== Work instructions ==
Copy the records out again in full, keeping them identical.
*** Opening of Extracted records ***
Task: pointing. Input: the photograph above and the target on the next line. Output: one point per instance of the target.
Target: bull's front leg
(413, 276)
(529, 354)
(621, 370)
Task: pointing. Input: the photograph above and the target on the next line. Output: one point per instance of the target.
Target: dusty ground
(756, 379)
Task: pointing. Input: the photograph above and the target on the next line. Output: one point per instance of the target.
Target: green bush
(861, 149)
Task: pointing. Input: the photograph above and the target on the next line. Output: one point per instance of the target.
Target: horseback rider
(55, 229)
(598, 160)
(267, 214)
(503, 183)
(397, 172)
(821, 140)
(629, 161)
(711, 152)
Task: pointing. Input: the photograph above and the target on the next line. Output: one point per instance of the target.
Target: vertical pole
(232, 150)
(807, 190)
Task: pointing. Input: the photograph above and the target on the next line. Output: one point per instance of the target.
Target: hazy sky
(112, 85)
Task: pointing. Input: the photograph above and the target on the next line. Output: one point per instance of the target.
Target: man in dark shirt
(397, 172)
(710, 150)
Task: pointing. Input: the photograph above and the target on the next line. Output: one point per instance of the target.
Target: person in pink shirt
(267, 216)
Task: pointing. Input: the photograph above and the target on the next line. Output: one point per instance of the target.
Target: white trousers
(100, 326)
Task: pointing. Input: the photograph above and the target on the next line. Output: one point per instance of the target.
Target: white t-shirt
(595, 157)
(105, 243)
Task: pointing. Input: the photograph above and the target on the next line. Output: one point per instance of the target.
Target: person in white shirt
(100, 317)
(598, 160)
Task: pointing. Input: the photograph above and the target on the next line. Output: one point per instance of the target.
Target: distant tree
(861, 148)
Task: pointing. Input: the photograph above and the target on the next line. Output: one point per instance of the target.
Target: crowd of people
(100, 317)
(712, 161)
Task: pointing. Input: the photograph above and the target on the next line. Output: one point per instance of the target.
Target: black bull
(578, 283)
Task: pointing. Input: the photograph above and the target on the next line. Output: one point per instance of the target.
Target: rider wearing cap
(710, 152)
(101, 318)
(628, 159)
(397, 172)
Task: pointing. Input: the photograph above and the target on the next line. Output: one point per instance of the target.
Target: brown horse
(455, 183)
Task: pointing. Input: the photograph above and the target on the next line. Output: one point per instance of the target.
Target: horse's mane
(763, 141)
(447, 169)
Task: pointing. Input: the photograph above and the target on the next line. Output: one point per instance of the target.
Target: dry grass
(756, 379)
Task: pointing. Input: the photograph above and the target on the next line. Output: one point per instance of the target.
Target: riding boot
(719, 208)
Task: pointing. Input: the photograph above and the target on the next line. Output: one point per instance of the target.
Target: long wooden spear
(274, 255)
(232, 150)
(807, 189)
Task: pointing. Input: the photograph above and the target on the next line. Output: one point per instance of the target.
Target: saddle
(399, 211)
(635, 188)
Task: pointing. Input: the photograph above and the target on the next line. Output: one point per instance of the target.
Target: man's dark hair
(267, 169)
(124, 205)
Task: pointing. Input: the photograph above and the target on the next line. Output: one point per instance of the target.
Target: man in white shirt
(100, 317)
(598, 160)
*** Close of Extracted records ***
== Written answer ==
Task: pointing. Input: the photograph above and the target on the next line. Output: one point per instance of the target.
Target: bull's front leg
(413, 276)
(529, 354)
(621, 370)
Task: pointing. Input: the photograph above and the target on the next line. Output: one point per instance of the target.
Target: dusty ground
(756, 379)
Task: pointing. Input: the photograph above and the target on the next line. Output: one point per instance of the target.
Target: green bush
(861, 149)
Task: pointing. Input: the photograph above and the target on the next line. Output: one point per instance of the target.
Target: horseback rider
(55, 229)
(598, 160)
(267, 214)
(503, 183)
(397, 172)
(821, 140)
(629, 161)
(711, 152)
Task: pointing. Input: the photograph above and the target on the next line. Output: one point per instance of the target.
Target: vertical pole
(232, 150)
(807, 190)
Task: pointing. Input: the photograph above and the target on the next line. Output: one point per instance of the target.
Target: hazy sky
(112, 85)
Task: pointing. Input: the photograph above and the target on the next line. Output: one point per instance of the target.
Target: man in dark shirt
(397, 172)
(710, 150)
Task: pointing. Input: the photograph above and the target on the next line. Output: one point per instance of the target.
Target: person in pink shirt
(267, 216)
Task: pointing. Input: the photograph above and the target on the next line. Output: one point per instance of the target.
Target: white trousers
(100, 326)
Task: pointing. Input: the photograph above and the target on the next line. Output: one point per instance of the target.
Target: white t-shirt
(595, 157)
(105, 243)
Task: pointing. Input: the photograph above and the target on the next line. Output: one point per instance of the target.
Target: person in white shirt
(100, 317)
(598, 160)
Task: pointing. Input: the photograph above and the target on the next line. Output: one point per instance of the target.
Target: distant tree
(861, 148)
Task: pointing. Input: the photograph above and the target on the next line. Output: one point per instance of the target.
Target: crowd of people
(100, 317)
(712, 161)
Task: pointing. Input: the photograph above and the target on the next line. Output: one point per instance of the target.
Target: black bull
(578, 283)
Task: pointing. Input: the photograph above and the target on the next line. Output: one point per instance of the target.
Target: rider wearing cap
(710, 152)
(101, 318)
(628, 159)
(397, 172)
Task: pointing. Input: the photograph above and the target on the next line. Output: one point per instance of the target.
Target: brown horse
(455, 183)
Task: pointing. Input: the photograph above and the target on the next line. Output: one point per instance of the target.
Target: horse's mane
(763, 141)
(447, 169)
Task: pointing. Input: the photograph above and the target on the next line. Output: one point per instance of the target.
Target: dry grass
(756, 379)
Task: pointing. Input: the photograph above and the target on the next line. Output: one point per instance of the target.
Target: riding boot
(719, 208)
Task: pointing. Input: the photograph above and the target on the next line. Output: one point per instance of the target.
Target: long wooden spear
(274, 255)
(232, 150)
(807, 189)
Task: pointing. Input: the photograph above and the target on the next line. Output: one point per instance of the target.
Target: saddle
(399, 211)
(635, 188)
Task: pointing. Input: the photograph above and the target on the next line. Output: one point per instance of the target.
Target: man's dark hair
(267, 169)
(124, 205)
Task: pointing. Input: the photograph above and the target on the next line. Output: one point per instance of the target.
Target: man in white shirt
(100, 317)
(598, 160)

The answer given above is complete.